Requirement:
Go over the entries and report the lines where the word "instance" occurs.

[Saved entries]
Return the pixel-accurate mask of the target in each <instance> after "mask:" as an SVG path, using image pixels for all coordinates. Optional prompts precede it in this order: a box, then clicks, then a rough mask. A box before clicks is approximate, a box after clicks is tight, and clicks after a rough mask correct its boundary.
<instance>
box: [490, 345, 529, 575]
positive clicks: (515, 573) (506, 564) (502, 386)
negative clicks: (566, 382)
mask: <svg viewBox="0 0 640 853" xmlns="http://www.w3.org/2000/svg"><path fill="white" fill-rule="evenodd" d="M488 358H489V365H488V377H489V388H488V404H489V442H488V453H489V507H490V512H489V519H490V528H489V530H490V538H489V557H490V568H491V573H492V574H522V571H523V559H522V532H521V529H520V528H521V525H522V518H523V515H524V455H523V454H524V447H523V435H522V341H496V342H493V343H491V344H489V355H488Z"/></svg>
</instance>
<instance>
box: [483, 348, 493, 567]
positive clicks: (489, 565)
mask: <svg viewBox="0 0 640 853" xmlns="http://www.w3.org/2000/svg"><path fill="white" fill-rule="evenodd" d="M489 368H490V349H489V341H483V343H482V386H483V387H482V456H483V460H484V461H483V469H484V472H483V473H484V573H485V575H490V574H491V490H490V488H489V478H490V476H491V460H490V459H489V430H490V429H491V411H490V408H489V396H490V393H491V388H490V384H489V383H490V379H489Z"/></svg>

Solution for this exercise:
Return the pixel-accurate mask of the target in each <instance> after "mask:" as an SVG path, using image pixels for all coordinates. Optional prompts precede it in this order: a box, then clicks, then a rough mask. A box before clicks is approximate, a box after clicks is tight, and clicks after a rough mask correct its boundary.
<instance>
</instance>
<instance>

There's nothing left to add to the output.